In the listing below, locate the line that contains "sample | [1050, 821]" and the line that contains "sample | [1211, 128]". Restate word for word those two lines and every line between them, and nothing else.

------------------------------

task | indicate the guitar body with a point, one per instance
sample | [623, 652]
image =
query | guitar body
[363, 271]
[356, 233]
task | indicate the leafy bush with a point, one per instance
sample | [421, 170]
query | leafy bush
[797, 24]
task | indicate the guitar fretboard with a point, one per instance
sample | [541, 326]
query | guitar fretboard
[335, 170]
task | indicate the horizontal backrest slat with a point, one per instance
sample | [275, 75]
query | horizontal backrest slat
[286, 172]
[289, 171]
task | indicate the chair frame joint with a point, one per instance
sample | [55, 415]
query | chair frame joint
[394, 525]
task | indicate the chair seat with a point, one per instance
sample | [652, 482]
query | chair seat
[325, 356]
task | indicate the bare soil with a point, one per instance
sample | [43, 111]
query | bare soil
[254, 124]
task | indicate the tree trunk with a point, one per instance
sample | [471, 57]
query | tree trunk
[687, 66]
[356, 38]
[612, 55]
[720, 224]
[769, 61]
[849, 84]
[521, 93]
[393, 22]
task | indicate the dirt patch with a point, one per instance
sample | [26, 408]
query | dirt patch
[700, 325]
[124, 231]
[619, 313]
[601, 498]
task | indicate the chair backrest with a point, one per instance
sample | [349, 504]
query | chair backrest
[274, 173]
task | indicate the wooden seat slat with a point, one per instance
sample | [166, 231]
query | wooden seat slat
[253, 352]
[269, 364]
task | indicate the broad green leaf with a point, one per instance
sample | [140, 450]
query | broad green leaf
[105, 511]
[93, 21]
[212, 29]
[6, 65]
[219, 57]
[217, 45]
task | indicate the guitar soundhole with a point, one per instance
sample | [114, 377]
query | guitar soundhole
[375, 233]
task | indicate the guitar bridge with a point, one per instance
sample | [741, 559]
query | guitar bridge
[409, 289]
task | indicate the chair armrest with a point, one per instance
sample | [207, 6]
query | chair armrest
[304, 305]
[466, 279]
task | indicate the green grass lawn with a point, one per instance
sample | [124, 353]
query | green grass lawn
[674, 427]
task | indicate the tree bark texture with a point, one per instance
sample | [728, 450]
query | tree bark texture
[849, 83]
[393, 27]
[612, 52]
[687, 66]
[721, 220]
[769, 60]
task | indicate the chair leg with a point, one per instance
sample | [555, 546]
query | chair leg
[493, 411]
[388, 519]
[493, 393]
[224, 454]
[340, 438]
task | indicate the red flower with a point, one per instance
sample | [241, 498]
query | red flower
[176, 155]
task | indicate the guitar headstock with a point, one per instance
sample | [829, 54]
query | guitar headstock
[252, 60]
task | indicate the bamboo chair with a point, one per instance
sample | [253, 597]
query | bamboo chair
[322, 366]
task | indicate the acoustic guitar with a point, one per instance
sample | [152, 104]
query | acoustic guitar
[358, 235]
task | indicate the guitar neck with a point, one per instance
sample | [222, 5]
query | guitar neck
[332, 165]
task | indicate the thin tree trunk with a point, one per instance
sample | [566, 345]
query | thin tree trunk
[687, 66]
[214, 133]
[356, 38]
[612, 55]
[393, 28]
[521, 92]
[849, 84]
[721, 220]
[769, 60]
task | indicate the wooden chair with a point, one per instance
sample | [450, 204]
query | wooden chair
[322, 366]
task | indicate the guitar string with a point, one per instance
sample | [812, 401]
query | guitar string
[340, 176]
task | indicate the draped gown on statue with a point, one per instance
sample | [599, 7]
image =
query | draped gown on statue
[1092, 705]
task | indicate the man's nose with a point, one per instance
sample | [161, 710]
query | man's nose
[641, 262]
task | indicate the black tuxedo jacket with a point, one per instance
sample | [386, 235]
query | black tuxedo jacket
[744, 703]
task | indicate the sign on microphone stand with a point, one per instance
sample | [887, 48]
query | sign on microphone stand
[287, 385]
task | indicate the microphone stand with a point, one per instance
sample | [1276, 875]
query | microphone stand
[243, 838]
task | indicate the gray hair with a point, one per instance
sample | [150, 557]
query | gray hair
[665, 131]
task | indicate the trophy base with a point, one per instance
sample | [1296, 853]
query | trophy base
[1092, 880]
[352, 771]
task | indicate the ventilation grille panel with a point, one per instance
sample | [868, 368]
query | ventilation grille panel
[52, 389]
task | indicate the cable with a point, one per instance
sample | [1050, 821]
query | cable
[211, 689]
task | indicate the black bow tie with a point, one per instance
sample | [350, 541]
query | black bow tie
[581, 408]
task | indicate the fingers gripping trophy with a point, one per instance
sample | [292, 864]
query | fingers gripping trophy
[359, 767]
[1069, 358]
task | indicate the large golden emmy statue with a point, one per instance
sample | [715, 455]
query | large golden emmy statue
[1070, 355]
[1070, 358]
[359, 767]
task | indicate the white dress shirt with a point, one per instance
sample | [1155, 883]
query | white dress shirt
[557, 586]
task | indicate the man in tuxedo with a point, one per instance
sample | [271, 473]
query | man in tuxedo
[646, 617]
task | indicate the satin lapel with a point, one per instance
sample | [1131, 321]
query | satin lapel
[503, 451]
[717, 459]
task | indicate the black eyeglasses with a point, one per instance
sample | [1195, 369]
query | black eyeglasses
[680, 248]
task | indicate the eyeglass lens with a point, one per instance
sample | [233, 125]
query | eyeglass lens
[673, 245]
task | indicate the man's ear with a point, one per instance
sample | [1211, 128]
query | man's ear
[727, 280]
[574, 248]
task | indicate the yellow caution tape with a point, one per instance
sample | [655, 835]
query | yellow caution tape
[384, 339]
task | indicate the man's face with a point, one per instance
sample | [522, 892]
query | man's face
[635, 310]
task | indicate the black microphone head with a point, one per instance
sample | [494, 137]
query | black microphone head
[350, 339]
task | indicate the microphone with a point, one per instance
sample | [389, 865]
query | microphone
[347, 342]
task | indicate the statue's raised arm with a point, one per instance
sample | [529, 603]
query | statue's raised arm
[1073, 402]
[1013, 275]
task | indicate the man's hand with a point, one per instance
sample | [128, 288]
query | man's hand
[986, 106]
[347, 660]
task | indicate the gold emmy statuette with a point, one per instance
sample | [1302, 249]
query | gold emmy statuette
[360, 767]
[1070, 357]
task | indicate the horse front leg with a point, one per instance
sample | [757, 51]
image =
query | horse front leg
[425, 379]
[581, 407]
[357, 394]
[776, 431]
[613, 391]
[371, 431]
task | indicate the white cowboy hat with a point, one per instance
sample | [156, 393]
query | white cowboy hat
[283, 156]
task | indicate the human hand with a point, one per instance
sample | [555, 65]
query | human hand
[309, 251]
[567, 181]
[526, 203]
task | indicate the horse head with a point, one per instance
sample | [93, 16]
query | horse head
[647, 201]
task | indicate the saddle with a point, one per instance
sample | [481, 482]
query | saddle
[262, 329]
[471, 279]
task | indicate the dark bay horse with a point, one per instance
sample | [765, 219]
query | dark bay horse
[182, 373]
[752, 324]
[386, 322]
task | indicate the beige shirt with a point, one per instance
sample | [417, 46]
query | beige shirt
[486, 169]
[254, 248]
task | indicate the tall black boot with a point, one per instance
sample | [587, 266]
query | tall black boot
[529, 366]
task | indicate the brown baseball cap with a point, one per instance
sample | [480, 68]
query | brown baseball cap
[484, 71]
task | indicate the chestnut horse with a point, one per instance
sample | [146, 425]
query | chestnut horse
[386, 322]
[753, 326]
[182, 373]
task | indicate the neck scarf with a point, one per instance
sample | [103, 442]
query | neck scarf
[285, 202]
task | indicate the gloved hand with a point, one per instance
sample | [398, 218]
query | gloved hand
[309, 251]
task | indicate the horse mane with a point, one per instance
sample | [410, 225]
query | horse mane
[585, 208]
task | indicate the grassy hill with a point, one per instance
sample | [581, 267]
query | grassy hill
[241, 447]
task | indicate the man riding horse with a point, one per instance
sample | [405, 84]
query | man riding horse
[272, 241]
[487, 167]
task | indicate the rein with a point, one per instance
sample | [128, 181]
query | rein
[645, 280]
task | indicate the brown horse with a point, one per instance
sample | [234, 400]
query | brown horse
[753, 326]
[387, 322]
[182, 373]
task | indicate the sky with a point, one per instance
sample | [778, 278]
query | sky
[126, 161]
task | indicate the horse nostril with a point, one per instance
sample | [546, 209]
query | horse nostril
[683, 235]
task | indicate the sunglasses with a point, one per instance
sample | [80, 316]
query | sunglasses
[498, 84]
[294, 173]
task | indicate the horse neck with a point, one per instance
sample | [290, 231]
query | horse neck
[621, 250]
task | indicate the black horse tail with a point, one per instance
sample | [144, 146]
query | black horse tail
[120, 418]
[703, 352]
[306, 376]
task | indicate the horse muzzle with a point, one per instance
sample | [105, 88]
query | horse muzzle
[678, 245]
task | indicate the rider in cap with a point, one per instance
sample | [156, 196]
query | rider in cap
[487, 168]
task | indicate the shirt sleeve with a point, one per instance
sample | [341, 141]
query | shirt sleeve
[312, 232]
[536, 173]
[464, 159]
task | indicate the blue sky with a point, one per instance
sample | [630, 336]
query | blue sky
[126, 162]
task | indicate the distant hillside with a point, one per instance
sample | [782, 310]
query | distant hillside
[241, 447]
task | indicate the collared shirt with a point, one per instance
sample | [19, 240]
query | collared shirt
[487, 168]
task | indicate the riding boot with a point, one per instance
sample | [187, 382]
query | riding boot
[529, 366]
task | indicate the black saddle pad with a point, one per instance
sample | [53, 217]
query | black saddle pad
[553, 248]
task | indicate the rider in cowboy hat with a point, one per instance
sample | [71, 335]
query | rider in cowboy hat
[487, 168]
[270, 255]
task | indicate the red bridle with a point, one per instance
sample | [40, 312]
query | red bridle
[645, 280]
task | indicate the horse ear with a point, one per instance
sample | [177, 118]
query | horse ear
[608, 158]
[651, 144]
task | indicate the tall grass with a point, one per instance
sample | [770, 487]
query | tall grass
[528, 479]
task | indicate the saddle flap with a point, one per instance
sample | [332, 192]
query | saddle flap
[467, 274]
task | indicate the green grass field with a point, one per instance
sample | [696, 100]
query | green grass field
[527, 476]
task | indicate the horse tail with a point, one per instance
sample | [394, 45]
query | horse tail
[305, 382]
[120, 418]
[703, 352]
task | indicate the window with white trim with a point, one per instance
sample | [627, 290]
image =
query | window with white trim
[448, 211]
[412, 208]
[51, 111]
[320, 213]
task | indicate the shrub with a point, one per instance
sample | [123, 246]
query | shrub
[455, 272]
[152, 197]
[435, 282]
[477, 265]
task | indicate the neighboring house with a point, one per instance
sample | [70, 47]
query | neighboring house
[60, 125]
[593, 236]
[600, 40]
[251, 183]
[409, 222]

------------------------------

_ANSWER BELOW_
sample | [1050, 821]
query | cable
[211, 689]
task | indicate the black bow tie with a point, one per instance
sample | [350, 541]
query | black bow tie
[581, 408]
task | indicate the fingers gripping trophy with a point, one per instance
sample | [292, 864]
query | fingers gripping trophy
[359, 767]
[1069, 358]
task | indicate the large golden emmy statue with a point, one per instance
sample | [715, 455]
query | large golden emmy statue
[1070, 355]
[1070, 358]
[359, 767]
task | indicate the white dress shirt with a point, one per instance
sample | [1155, 883]
query | white dress shirt
[557, 586]
task | indicate the man in tuxedo with a point, one per instance
sample | [271, 473]
query | man in tuxedo
[646, 617]
task | indicate the satin lapel with a point, one per instance
sample | [1131, 321]
query | satin lapel
[503, 451]
[717, 459]
task | indicate the black eyeglasses with a point, one per instance
sample | [1195, 369]
query | black eyeglasses
[680, 248]
task | indicate the eyeglass lens with a point, one per instance
sample | [233, 125]
query | eyeglass lens
[673, 245]
task | indicate the man's ear with a point, one per instance
sample | [1211, 128]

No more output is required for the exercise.